Count the lines of the items below that contain the string "frond", treating uppercase and lowercase as different. Give only the number.
_ _ _ _
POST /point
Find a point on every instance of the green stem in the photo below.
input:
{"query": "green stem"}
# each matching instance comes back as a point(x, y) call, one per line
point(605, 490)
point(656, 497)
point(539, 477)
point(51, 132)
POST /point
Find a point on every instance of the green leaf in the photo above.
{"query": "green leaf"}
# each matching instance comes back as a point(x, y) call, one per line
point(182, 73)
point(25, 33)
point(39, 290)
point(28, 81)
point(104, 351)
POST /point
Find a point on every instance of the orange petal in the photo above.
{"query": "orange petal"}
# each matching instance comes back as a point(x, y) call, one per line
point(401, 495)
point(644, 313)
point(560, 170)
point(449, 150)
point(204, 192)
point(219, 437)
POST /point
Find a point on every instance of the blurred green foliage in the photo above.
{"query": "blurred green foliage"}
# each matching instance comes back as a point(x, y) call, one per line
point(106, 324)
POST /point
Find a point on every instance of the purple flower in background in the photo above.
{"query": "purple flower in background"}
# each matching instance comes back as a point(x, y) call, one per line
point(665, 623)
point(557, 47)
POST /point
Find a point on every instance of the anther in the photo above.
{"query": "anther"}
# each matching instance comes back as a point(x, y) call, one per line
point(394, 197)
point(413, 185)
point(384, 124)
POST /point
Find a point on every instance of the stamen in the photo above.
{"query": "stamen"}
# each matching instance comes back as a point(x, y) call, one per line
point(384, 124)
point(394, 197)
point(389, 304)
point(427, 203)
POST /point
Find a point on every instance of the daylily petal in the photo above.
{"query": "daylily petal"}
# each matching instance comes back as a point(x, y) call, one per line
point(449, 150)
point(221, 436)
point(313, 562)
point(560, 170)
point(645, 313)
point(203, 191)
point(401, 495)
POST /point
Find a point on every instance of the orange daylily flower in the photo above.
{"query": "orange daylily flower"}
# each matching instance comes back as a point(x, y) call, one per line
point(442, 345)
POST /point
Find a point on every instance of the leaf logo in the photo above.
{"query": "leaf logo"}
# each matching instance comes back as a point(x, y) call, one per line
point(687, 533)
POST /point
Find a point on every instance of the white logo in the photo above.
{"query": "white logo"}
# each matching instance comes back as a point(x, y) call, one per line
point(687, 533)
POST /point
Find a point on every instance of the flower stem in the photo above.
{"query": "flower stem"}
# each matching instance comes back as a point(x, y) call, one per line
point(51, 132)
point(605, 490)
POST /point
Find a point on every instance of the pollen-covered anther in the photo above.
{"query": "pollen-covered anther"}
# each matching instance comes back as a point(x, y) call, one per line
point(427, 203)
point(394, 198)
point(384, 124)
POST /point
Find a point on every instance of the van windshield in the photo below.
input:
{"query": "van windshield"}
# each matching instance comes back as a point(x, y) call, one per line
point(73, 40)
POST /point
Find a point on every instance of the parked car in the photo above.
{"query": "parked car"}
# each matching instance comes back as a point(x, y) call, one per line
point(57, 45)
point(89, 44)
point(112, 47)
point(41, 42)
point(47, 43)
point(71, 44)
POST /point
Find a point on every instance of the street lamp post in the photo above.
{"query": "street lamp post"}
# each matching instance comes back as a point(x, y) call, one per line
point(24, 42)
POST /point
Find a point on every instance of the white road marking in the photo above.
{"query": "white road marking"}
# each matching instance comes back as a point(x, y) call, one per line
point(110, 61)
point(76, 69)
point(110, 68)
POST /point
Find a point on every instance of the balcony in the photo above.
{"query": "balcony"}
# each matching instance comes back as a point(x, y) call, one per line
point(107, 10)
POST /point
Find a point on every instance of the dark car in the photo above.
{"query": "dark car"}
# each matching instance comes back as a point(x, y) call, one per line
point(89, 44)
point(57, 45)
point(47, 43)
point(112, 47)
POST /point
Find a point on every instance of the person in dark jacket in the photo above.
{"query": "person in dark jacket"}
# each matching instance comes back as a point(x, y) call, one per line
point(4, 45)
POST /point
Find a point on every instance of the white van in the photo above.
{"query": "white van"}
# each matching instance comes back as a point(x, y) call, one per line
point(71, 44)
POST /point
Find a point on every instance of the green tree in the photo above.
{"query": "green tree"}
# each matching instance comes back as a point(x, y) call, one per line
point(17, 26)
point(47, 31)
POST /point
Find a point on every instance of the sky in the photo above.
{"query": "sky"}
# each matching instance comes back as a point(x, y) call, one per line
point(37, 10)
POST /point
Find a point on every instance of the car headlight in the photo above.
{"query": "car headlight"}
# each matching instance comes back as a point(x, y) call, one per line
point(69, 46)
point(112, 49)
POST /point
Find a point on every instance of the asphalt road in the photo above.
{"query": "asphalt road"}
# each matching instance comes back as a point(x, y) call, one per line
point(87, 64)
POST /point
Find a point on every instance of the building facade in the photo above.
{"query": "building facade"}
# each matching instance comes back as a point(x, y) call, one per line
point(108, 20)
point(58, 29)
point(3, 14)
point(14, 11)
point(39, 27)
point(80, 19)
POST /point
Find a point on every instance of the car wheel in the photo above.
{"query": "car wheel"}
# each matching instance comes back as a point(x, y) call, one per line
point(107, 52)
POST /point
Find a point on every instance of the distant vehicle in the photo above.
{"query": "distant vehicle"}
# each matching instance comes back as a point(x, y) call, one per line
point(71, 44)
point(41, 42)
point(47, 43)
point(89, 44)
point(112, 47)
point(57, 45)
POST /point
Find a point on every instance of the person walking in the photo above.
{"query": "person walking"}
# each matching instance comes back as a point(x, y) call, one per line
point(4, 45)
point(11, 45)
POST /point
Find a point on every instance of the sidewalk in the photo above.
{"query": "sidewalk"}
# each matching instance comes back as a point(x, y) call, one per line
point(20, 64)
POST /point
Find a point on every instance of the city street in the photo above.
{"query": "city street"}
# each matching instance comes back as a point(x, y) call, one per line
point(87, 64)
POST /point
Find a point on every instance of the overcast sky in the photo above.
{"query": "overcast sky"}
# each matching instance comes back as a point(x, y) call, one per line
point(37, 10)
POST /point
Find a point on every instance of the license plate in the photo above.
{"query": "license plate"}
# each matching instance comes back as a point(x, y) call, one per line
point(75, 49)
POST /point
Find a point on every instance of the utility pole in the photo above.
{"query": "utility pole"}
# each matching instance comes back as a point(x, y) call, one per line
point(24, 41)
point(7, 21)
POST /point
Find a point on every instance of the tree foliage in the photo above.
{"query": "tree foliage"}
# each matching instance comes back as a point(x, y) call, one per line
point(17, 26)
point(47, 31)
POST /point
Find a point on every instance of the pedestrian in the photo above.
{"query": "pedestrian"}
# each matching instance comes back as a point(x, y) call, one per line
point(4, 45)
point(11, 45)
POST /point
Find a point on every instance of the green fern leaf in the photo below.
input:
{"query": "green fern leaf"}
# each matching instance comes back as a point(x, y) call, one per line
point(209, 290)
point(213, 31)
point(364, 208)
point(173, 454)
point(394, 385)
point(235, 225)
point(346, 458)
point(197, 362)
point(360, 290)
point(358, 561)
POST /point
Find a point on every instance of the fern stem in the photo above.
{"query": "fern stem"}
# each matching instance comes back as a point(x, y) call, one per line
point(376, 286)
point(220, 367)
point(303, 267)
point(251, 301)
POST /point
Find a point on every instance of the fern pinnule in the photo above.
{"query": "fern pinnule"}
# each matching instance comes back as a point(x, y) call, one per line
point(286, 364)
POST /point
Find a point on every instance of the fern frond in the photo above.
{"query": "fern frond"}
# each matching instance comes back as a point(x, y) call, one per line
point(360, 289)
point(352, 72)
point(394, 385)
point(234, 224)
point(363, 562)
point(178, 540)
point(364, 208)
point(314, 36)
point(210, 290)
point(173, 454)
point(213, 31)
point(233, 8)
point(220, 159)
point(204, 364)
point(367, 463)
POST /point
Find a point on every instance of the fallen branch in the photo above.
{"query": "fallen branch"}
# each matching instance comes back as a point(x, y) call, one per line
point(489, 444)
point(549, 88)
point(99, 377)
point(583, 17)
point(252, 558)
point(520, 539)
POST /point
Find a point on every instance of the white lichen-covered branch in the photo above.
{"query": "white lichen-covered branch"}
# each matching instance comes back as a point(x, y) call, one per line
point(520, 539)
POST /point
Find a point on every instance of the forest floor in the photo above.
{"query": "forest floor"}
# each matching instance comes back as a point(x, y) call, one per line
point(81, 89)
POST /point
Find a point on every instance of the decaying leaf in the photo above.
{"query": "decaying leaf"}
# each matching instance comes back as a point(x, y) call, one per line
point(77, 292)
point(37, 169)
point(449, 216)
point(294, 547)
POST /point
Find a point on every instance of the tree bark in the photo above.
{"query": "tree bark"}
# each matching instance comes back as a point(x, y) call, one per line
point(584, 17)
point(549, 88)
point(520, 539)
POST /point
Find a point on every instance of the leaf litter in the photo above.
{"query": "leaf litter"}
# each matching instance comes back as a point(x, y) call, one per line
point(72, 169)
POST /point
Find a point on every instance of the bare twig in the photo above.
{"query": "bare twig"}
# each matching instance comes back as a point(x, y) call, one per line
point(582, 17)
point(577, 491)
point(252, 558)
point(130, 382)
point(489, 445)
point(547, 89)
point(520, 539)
_ _ _ _
Problem solution
2